Stored data entries >>
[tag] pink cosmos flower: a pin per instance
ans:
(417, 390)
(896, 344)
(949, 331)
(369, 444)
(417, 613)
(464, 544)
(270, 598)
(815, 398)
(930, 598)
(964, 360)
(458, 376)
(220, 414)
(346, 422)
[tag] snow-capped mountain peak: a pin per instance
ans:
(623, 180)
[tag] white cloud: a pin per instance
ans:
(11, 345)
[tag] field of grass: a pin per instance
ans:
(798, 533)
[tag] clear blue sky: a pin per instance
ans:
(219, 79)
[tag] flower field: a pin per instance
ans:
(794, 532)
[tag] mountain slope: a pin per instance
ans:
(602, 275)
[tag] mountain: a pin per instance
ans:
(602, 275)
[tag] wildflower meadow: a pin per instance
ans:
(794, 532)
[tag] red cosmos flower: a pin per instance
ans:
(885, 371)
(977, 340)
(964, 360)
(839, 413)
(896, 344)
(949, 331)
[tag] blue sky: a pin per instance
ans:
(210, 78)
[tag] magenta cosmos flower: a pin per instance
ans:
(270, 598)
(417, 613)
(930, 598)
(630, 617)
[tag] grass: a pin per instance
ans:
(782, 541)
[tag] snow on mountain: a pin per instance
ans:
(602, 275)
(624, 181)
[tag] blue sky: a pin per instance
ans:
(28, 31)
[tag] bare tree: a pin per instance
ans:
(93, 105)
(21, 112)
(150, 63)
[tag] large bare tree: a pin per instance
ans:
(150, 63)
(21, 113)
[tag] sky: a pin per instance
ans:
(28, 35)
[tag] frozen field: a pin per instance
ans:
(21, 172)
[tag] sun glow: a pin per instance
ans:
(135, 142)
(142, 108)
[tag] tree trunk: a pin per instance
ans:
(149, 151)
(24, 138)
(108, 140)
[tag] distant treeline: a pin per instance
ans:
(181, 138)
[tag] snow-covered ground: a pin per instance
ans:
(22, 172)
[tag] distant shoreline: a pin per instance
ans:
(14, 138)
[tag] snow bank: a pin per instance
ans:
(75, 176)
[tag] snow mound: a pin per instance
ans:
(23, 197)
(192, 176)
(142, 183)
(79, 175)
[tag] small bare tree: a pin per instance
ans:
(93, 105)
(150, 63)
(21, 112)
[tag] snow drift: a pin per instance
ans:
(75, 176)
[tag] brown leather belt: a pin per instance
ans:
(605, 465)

GOAL >> Copy out the listing lines unchanged, beginning with the line that contains "[tag] snow mound: a pin per instance" and continuing through the final line of the listing.

COMPLETE ANSWER >>
[tag] snow mound: a pin per instance
ans:
(23, 197)
(192, 176)
(142, 183)
(79, 175)
[tag] small bare tree: a pin per instance
ans:
(93, 105)
(150, 63)
(21, 112)
[tag] snow drift: a pin per instance
ans:
(75, 176)
[tag] brown leather belt: a pin per instance
ans:
(605, 465)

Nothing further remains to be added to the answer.